The task =
Copy the stretch of the data below that runs from the line containing "Return one point per instance of the harvested" through the end of the data, reproducing every line character for character.

Dataset rows showing where objects appear
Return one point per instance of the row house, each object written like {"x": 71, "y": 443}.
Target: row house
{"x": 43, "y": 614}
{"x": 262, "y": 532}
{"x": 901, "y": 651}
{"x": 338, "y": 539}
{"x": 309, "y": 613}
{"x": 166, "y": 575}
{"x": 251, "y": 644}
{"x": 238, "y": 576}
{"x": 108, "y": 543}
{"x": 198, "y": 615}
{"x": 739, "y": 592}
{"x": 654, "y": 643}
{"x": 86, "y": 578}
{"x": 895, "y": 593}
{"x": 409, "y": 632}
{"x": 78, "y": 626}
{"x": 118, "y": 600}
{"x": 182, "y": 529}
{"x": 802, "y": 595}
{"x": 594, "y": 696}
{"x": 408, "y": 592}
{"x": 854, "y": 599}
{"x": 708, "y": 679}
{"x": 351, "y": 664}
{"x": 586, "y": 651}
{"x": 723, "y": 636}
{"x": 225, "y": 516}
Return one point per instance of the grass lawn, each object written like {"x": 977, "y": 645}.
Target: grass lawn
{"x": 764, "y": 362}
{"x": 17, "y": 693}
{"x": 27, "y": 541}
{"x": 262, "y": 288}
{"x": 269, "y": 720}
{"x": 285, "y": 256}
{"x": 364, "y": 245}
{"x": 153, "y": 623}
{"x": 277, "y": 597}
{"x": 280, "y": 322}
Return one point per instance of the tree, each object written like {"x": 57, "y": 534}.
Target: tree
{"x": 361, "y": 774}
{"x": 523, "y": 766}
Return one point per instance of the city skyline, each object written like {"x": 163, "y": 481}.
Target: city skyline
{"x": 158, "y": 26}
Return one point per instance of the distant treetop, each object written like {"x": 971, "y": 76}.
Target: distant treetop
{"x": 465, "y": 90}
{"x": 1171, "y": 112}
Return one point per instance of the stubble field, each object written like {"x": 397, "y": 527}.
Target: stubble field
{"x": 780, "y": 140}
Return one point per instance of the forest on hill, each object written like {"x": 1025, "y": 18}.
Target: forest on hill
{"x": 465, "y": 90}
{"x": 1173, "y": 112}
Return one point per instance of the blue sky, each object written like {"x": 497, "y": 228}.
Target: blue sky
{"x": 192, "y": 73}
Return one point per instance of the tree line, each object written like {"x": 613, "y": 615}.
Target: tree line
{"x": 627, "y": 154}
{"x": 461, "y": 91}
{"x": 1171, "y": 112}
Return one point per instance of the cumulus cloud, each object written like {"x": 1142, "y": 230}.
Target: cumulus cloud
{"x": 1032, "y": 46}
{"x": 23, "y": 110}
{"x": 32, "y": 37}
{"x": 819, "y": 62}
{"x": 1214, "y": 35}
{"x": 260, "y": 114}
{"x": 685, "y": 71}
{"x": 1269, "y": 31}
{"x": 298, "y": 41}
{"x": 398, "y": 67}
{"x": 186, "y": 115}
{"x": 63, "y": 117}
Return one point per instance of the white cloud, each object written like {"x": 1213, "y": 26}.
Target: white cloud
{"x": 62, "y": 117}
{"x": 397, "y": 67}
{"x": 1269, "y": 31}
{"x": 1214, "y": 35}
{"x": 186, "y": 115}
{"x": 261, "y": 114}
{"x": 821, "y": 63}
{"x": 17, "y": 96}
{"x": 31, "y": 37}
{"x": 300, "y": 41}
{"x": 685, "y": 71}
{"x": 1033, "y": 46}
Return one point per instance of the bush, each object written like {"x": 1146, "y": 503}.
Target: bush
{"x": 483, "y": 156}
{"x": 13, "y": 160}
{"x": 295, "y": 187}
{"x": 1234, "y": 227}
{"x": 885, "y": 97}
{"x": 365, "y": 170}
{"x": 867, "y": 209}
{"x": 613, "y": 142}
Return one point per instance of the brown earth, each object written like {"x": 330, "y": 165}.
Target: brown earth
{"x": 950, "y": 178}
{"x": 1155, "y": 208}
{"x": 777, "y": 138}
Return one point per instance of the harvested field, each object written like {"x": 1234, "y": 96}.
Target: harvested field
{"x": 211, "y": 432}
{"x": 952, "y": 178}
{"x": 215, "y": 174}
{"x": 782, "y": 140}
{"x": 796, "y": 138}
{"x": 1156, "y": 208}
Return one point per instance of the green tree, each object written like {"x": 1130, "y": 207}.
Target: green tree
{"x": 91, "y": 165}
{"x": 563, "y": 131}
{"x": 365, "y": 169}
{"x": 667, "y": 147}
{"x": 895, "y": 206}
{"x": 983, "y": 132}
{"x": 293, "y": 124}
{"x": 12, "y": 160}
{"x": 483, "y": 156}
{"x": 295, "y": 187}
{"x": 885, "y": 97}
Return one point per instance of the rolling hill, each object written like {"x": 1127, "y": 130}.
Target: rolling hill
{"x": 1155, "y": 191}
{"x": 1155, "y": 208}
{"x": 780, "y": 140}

Response =
Return one point per instance of the harvested field, each object written like {"x": 1234, "y": 96}.
Target: harvested field
{"x": 211, "y": 432}
{"x": 952, "y": 178}
{"x": 215, "y": 174}
{"x": 782, "y": 140}
{"x": 796, "y": 138}
{"x": 1156, "y": 208}
Return one point per instance of the green tree, each object written like {"x": 1130, "y": 207}.
Target: green tree
{"x": 91, "y": 165}
{"x": 563, "y": 131}
{"x": 365, "y": 169}
{"x": 667, "y": 147}
{"x": 895, "y": 206}
{"x": 983, "y": 132}
{"x": 293, "y": 124}
{"x": 12, "y": 160}
{"x": 483, "y": 156}
{"x": 295, "y": 187}
{"x": 885, "y": 97}
Return one point per instance of the rolling hill, each object written like {"x": 1127, "y": 130}.
Target: rolling hill
{"x": 1155, "y": 191}
{"x": 1155, "y": 208}
{"x": 780, "y": 140}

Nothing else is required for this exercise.